- _Source excerpt_:
Mr. Speaker, this has turned into a very spirited debate. I want to thank you, Mr. Speaker, for recognizing me so quickly so I can get to the nub of this debate today and the things which concern me about Bill C-19.
As in a lot of bills there is a lot of material in Bill C-19 that is easy to support. The idea of a labour code for Canada is not a bad thing.
Obviously this bill is a revamp of what we already have and it is not a bad idea to update it. It did come in in the last parliament and the government had second thoughts about it and for some good reasons, which I will get into in a minute, decided to drop it from the Order Paper. Now a year later it has been brought back in this parliament. We have seen significant amendments proposed by the official opposition in committee and in the House to try to bring the balance we think is necessary in labour legislation.
I was in the logging industry for many years. In the logging industry in British Columbia if the company is of any size it likely means it is a unionized company. I have lived on both sides of that equation. I worked for a number of years when our company was not unionized. I was there during the unionization vote when the members voted to join the union. Without getting into any of the coercive nature that this bill talks about that the employers might enter into, I could give a tale of woe from the other side on that one.
Even so, the IWA is not a bad union to work with and we were happy to do so for many years. Even after we were unionized, even though I was in essence the employer with the ability to hire and fire, the union did not mind. I was a member of the union even then. The union did not seem to mind. It took my union dues and was quite happy to do that while I was on the workforce for many years. Eventually I went into full time management. I have seen it from all perspectives. In those perspectives it is important that the word balance in labour legislation be a key principle that we follow.
For example one of the amendments we proposed in committee involved the privacy of individuals as to whether or not they wanted their name to be released to a union when an organizing drive occurred. I would suggest there is a balance here.

- _Dataset records_:
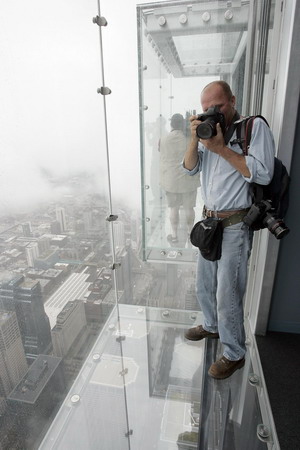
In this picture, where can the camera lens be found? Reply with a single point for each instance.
(205, 130)
(276, 226)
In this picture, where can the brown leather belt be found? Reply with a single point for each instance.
(223, 214)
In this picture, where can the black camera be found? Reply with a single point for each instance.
(259, 217)
(209, 119)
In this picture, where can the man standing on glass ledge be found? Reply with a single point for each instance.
(181, 190)
(226, 175)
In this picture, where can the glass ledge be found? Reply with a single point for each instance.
(144, 386)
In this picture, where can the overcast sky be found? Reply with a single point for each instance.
(51, 117)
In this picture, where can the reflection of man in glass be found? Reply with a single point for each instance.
(226, 175)
(181, 189)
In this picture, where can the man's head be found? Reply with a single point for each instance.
(218, 93)
(177, 122)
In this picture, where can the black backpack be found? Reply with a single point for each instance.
(276, 194)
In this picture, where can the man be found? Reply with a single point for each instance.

- _Problem A_: In the Bill C-19 speech, what industry did the speaker work in for many years?
- _Problem B_: Rewrite the Bill C-19 speech between "Even so, the" and "a balance here.", inclusive, with "privacy" replaced by "confidentiality".
- _Problem C_: Quote every sentence in the Bill C-19 speech that contains the phrase "not a bad".
The lines play no part here.

- _Task solution A_: The logging industry.

- _Task solution B_:
Even so, the IWA is not a bad union to work with and we were happy to do so for many years. Even after we were unionized, even though I was in essence the employer with the ability to hire and fire, the union did not mind. I was a member of the union even then. The union did not seem to mind. It took my union dues and was quite happy to do that while I was on the workforce for many years. Eventually I went into full time management. I have seen it from all perspectives. In those perspectives it is important that the word balance in labour legislation be a key principle that we follow.
For example one of the amendments we proposed in committee involved the confidentiality of individuals as to whether or not they wanted their name to be released to a union when an organizing drive occurred. I would suggest there is a balance here.

- _Task solution C_:
The idea of a labour code for Canada is not a bad thing.
Obviously this bill is a revamp of what we already have and it is not a bad idea to update it.
Even so, the IWA is not a bad union to work with and we were happy to do so for many years.